### SOURCE PASSAGE
## start

Tom Devine, who has recently publically shared his decision to vote yes, uses the marriage trope in a modern context to naturalize dissolution. Devine explained, “The union of England and Scotland was not a marriage based on love. It was a marriage of convenience. It was pragmatic. From the 1750s down to the 1980s there was stability in the relationship. Now, all the primary foundations of that stability have gone or been massively diluted.” If the Union is like a marriage, both nations are seen as distinct and can move toward divorce if the marriage no longer works. Other familial metaphors can be equally problematic, given the inequity of power in families. John Arbuthnot, for example, in crafting a sibling trope to explain the Union, presents a well-fed, powerful brother, John Bull, alongside a feisty but impoverished sister Peg. Yet the natural affection of familial metaphors means that they still have a pretty powerful appeal in pro-Union arguments. David Cameron, for example, commented in September 2013, “We are a family of nations within one United Kingdom. Now is not the time to reduce that relationship to one of second cousins, once removed.” Using such a trope leaves the No side open to accusations that Britain may be a family of sorts, but it is a highly dysfunctional one.

## end

### STATED EXERCISE A
Reproduce the records word for word, beginning with their first line and ending with the line that contains "xmin=0 ymin=2 xmax=640 ymax=426", that line included.

### SOURCE RECORDS
## start

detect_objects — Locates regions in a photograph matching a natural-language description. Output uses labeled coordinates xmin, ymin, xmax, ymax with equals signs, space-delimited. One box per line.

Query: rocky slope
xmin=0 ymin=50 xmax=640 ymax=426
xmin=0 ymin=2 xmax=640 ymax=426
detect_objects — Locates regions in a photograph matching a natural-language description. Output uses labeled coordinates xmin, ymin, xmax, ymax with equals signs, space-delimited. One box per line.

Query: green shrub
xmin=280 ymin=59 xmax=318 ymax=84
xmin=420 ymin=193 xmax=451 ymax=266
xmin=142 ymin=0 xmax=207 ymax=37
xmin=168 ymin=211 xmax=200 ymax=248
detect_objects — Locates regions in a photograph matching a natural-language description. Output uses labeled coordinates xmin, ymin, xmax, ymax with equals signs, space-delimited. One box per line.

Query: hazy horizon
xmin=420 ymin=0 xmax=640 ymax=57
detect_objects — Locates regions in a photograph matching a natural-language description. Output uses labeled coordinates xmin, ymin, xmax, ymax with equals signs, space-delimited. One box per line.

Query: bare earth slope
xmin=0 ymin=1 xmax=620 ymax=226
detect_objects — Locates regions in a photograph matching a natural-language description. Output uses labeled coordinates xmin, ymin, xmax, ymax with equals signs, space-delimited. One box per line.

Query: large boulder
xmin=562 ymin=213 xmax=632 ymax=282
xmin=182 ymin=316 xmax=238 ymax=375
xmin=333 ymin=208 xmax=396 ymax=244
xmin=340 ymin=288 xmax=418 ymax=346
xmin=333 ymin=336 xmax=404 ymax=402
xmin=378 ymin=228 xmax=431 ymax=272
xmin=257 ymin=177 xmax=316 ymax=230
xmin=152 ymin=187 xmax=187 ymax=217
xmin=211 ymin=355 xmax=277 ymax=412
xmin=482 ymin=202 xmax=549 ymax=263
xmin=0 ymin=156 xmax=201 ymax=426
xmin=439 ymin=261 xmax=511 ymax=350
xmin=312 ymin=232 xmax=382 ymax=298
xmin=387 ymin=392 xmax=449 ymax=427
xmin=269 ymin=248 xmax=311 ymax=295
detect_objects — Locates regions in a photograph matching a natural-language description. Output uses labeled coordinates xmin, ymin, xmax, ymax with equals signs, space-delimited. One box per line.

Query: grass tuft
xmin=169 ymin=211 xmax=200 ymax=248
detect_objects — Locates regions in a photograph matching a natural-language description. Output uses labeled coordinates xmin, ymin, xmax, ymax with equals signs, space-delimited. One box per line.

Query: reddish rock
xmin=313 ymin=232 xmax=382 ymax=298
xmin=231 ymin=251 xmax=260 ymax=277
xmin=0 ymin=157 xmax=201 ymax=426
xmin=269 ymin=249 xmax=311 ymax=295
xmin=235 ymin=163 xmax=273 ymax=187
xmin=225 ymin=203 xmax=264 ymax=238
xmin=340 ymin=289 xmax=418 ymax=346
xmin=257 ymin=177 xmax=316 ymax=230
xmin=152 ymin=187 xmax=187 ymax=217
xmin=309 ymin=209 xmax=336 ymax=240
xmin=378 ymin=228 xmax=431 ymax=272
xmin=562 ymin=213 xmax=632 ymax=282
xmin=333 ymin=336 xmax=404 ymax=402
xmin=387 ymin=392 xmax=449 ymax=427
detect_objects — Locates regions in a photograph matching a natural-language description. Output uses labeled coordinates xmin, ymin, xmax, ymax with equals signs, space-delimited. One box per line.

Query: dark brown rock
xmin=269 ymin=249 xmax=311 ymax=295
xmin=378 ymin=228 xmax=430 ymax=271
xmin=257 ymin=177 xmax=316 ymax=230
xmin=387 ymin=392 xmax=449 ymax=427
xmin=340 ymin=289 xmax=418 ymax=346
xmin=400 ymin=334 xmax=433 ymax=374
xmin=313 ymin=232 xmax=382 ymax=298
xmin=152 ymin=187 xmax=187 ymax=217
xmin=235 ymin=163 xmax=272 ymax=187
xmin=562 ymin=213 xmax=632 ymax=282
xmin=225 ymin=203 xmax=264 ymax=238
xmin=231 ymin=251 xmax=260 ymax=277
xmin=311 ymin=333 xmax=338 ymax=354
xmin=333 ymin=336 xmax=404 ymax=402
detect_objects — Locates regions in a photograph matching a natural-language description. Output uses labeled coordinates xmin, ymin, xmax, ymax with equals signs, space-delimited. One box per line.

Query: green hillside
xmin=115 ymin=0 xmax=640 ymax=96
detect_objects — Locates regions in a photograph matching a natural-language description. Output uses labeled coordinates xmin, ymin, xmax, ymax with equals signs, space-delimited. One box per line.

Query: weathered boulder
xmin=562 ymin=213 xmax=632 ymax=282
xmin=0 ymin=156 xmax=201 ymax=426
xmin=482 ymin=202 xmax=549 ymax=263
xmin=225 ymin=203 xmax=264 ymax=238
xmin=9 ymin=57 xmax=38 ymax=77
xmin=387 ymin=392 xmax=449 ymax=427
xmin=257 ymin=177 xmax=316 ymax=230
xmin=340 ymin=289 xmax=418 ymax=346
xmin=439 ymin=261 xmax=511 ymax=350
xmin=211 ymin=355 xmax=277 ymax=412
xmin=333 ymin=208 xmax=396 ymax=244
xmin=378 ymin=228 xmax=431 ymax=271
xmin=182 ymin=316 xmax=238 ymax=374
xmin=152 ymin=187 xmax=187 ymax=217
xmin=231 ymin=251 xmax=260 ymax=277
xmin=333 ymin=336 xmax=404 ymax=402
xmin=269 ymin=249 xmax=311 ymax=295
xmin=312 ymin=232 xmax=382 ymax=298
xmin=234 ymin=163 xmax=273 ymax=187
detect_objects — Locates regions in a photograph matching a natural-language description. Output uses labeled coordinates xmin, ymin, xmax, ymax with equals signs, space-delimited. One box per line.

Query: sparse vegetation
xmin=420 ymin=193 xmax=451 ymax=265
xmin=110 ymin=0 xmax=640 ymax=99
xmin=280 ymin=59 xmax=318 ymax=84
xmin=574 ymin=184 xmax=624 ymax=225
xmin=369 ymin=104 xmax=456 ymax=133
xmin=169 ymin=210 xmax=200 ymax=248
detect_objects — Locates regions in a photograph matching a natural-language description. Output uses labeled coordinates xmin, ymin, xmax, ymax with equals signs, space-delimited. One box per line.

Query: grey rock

## end

### STATED EXERCISE B
Using the passage on the Union of England and Scotland, decide whether each statement agrees with it. Answer yes or no, and quote the deciding words.
(i) Devine describes the union of England and Scotland as a marriage based on love.
(ii) In Arbuthnot's sibling trope, the sister Peg is impoverished.
(iii) Cameron made his "family of nations" comment in September 2013.

### EXERCISE ANSWER A
detect_objects — Locates regions in a photograph matching a natural-language description. Output uses labeled coordinates xmin, ymin, xmax, ymax with equals signs, space-delimited. One box per line.

Query: rocky slope
xmin=0 ymin=50 xmax=640 ymax=426
xmin=0 ymin=2 xmax=640 ymax=426

### EXERCISE ANSWER B
(i) No: "The union of England and Scotland was not a marriage based on love."
(ii) Yes: "a feisty but impoverished sister Peg"
(iii) Yes: "David Cameron, for example, commented in September 2013"